EXERCISE OBJECTIVE ::
Repeat the listing that follows character for character, omitting images.
[Start of Attachment]
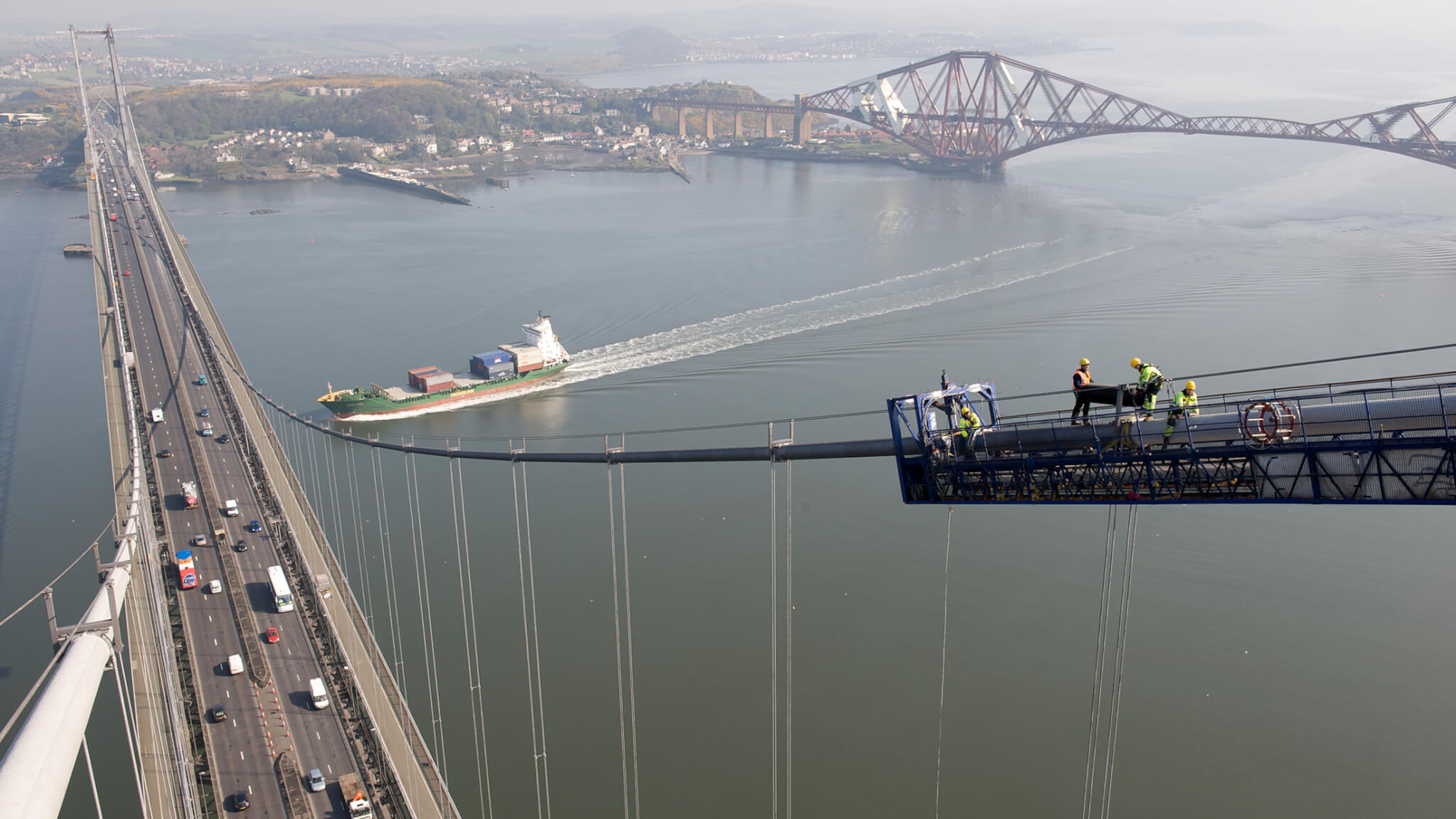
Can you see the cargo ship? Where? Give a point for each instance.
(368, 173)
(432, 390)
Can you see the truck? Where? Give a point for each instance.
(351, 787)
(187, 569)
(190, 494)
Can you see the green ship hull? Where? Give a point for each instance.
(376, 401)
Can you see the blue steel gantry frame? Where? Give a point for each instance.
(1359, 442)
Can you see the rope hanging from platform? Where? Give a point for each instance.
(526, 563)
(946, 634)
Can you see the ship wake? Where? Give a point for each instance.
(903, 291)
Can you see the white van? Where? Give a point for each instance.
(318, 692)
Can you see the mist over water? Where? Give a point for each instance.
(1282, 660)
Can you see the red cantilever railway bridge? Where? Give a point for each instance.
(979, 108)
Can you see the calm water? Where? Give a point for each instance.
(1282, 660)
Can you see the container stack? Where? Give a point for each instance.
(437, 381)
(415, 375)
(481, 365)
(528, 356)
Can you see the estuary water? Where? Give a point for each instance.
(1282, 660)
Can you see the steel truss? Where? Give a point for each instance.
(980, 108)
(1389, 444)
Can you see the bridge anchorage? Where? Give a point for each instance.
(1359, 442)
(975, 109)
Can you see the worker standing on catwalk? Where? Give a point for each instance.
(1081, 381)
(1149, 381)
(1186, 402)
(970, 422)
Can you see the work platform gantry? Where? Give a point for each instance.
(1359, 442)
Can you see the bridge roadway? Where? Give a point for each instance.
(242, 755)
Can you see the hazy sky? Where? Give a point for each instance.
(1418, 18)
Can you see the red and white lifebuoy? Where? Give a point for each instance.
(1268, 422)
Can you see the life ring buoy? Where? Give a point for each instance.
(1268, 422)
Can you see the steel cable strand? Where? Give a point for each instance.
(91, 774)
(478, 694)
(351, 462)
(946, 634)
(616, 627)
(540, 695)
(1096, 717)
(774, 624)
(334, 502)
(788, 640)
(1121, 656)
(526, 633)
(465, 626)
(129, 722)
(429, 626)
(626, 587)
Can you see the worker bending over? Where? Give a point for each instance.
(1149, 382)
(1186, 402)
(1081, 382)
[End of Attachment]
ANSWER SECTION ::
Can you see the cargo ship? Where? Give a point for each instance.
(368, 173)
(432, 390)
Can you see the truck? Where? Give a point for each instance.
(351, 787)
(187, 569)
(190, 494)
Can you see the green ship hull? Where? Give a point for each instance.
(376, 401)
Can you see the blue steel gantry frame? Where? Give a point for each instance.
(1359, 442)
Can you see the rope hanging from platform? Where? Give a point for each instance.
(526, 563)
(946, 634)
Can you see the ship wake? Where? Give a point for each instance.
(903, 291)
Can you see the white van? Where? Give a point for each instance.
(318, 692)
Can you see the mist over water? Where? Give a point for each instance.
(1282, 660)
Can you see the red cantilever railway bridge? Where? Give a point for each instance.
(979, 108)
Can you see the calm water? Where? Give a point for each instance.
(1282, 660)
Can you see the container stack? Where? Give a point for each instance.
(437, 381)
(415, 375)
(481, 365)
(528, 356)
Can you see the estuary water? Where? Give a point for each instance.
(1282, 660)
Can you see the steel truss? Where? Give a point for each instance.
(980, 108)
(1389, 444)
Can you see the bridge anchorage? Where? Give a point for each instance.
(1359, 442)
(975, 109)
Can you see the worker standing on catwalk? Where? Give a point for each instance.
(1081, 381)
(1149, 381)
(1186, 402)
(970, 422)
Can you see the work platform gantry? Where? Give a point for each instance.
(1359, 442)
Can you see the bridge roadway? Where? Give a point for each instance.
(242, 755)
Can you see the hazy sky? Where? Give a point for each instance.
(1418, 18)
Can you see the red and white lifebuoy? Where? Give a point for each instance.
(1268, 422)
Can you see the life ring buoy? Where? Give a point for each instance.
(1268, 422)
Can you see the steel cable strand? Where? Give a point for each instance.
(91, 774)
(478, 694)
(351, 462)
(946, 634)
(616, 627)
(540, 695)
(1096, 717)
(774, 624)
(334, 502)
(788, 640)
(1121, 656)
(526, 633)
(465, 626)
(129, 722)
(429, 626)
(626, 587)
Can you see the worker bending over? Where? Give a point for each instance.
(1149, 382)
(1186, 402)
(1081, 382)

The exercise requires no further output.